**Tus instrucciones:**
Prosigue, por favor, el testimonio de Laura Richards sobre el reencuentro con el hijo que dio en adopción, a partir de su última frase.

**Texto proporcionado:**
Laura Richards: «De adolescente quedé embarazada y di a mi hijo en adopción, nos reencontramos cuando él iba a ser cura y me salvó al decirme: ‘Dios te ama mucho, mamá’. Y lo creí»

* «Mi vida ha sido una cruz que me ha llevado hasta donde estoy hoy. Exactamente donde Dios quería que estuviera. Donde él planeó que estuviera. Ahora tengo la dicha de dirigir un grupo de jóvenes. Tengo la alegría de haber bautizado a mis hijos. Tengo la alegría de ser carmelita de la Tercera Orden. Tengo la alegría de contar esta historia a los demás, con la esperanza de ayudarles a ver su camino. Y cuando la gente me da las gracias por enseñar a los niños sobre Jesús o por abrazar el camino carmelita o por cuidar de sus hijos, me siento tonta. No soy yo. Todo lo que hago ahora es vivir el plan que Dios ha establecido para mí. Ahora lo entiendo»

Camino Católico.-Laura Richards fue curada y transformada por Dios a sus cuarenta años, después de haber vivido el dolor de haber quedado embarazada en su adolescencia y tener que dar a su hijo en adopción. 23 años después de aquel acontecimiento se reencuentra con su hijo que se preparaba para ser sacerdote y su relación con él le hace conocer a Jesucristo. En un amplio y pormenorizado testimonio en The Coming Home Network cuenta como ahora piensa “en cuando era adolescente y me encontré embarazada. Recuerdo haber ido a hacerme ‘la prueba de embarazo gratuita’ y cómo me sentí cuando me dijeron los resultados. Recuerdo sentir el miedo de contárselo a mis padres y contárselo a mi novio y la vergüenza de enfrentarme a sus padres. Recuerdo las dificultades que rodearon el embarazo. Recordé el nacimiento de mi hijo, abrazarlo y luego darlo en adopción. Recordé los sentimientos de dolor y pérdida durante nuestros 23 años separados, y pensé en la alegría abrumadora de nuestro reencuentro”. Esta es su historia contada en primera persona.

«Vi por primera vez a través de los ojos de Dios que Él estuvo allí cuando yo estaba embarazada y dí en adopción a mi hijo. Y este niño, a quien salvé, regresó y me salvó; todo eso estaba en el plan del Señor»

Hace unos años, después de haber vivido toda nuestra vida en el suroeste de Michigan, acepté un trabajo que llevó a nuestra familia a un pequeño pueblo en el estado de Washington, en el lado este de las Montañas Cascade. Poco después de llegar allí, un martes después del trabajo, mi esposo, Jim, salió a recoger el correo. Cuando regresó, me entregó una carta del Departamento de Salud de Indiana.

No podía imaginar lo que acaba de recibir en el interior del sobre. Recuerdo haber mirado la carta, haberla leído y haber tardado un momento en asimilarla. La carta decía que ahora tenía derecho a conocer información sobre el niño que había dado en adopción cuando era un adolescente. Gracias a Dios estaba sentada, o me habría desplomado. La primera página incluía el nombre y el número de teléfono de mi hijo. Las siguientes páginas contenían una copia de su partida de nacimiento e identificaban a la pareja que lo había adoptado. Me senté en estado de shock. No podía creer que después de 23 años finalmente tuviera esta información.

**Registros de una colección:**
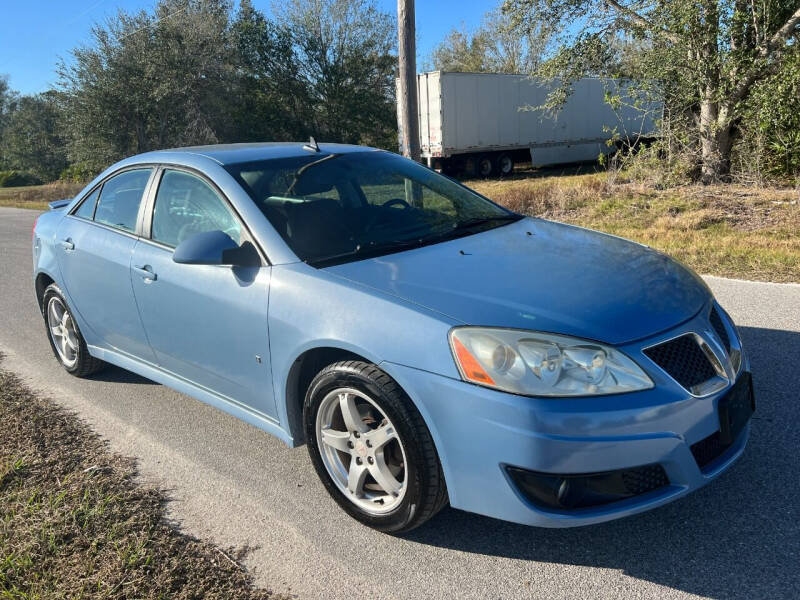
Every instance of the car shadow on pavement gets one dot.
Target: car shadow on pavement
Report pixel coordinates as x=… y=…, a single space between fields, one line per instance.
x=114 y=374
x=737 y=537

**Respuesta del ejercicio:**
Había pasado los últimos 23 años pensando en este hijo. Para empezar, darlo en adopción fue una decisión increíblemente difícil, que me marcó y dejó en mi heridas y con la que luché seriamente durante varios años después del suceso, y luego en menor medida, puesto que con el paso del tiempo y la actividad me adormecían, si no me reconfortaban. Con el paso de los años, solía mirar a los niños pequeños en el centro comercial, buscando a alguien que se pareciera a mí, buscando a mi hijo.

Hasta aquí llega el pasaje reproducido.